▶ _TASK OBJECTIVE_
Convert every line of the items below into a Markdown table with the columns Number and Content. Number the lines in order and leave out blank lines.

* start SOURCE DATA *

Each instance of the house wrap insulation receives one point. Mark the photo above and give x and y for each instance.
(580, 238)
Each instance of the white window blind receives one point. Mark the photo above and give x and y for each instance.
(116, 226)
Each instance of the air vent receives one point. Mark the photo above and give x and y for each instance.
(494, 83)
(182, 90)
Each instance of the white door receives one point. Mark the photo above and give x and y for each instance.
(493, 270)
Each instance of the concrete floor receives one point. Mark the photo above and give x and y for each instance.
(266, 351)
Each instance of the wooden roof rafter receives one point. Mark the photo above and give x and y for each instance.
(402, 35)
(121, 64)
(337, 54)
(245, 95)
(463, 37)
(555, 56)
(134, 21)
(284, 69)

* end SOURCE DATA *

▶ _OUTPUT FOR THIS EXERCISE_
| Number | Content |
|---|---|
| 1 | Each instance of the house wrap insulation receives one point. Mark the photo above and give x and y for each instance. |
| 2 | (580, 238) |
| 3 | Each instance of the white window blind receives one point. Mark the photo above and give x and y for each instance. |
| 4 | (116, 226) |
| 5 | Each instance of the air vent receives one point. Mark the photo above and give x and y for each instance. |
| 6 | (494, 83) |
| 7 | (182, 90) |
| 8 | Each instance of the white door receives one point. Mark the photo above and give x and y for each instance. |
| 9 | (493, 270) |
| 10 | Each instance of the concrete floor receives one point. Mark the photo above and give x and y for each instance. |
| 11 | (266, 351) |
| 12 | Each instance of the wooden roof rafter receives one point. Mark the photo above and give x and y for each instance. |
| 13 | (402, 35) |
| 14 | (121, 64) |
| 15 | (337, 54) |
| 16 | (245, 95) |
| 17 | (463, 37) |
| 18 | (555, 56) |
| 19 | (134, 21) |
| 20 | (284, 69) |